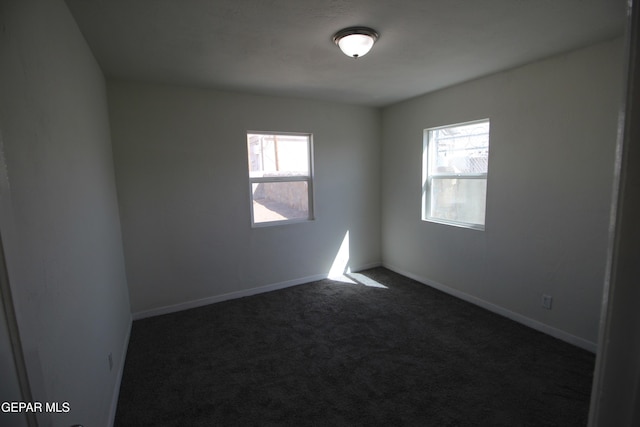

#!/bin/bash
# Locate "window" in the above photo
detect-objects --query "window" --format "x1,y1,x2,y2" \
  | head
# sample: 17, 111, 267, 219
422, 119, 489, 230
247, 132, 313, 226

*REQUIRED TASK*. Rewrite the records with every "window" changed to "door" and everything else kept the same, leaving out the pictures.

*RESPONSE FOR THIS EXERCISE*.
#!/bin/bash
# Locate "door" in the above photo
detect-objects --query "door" --format "x1,y1,x2,y2" \
  | head
# sample: 17, 111, 267, 219
422, 119, 489, 230
247, 132, 313, 226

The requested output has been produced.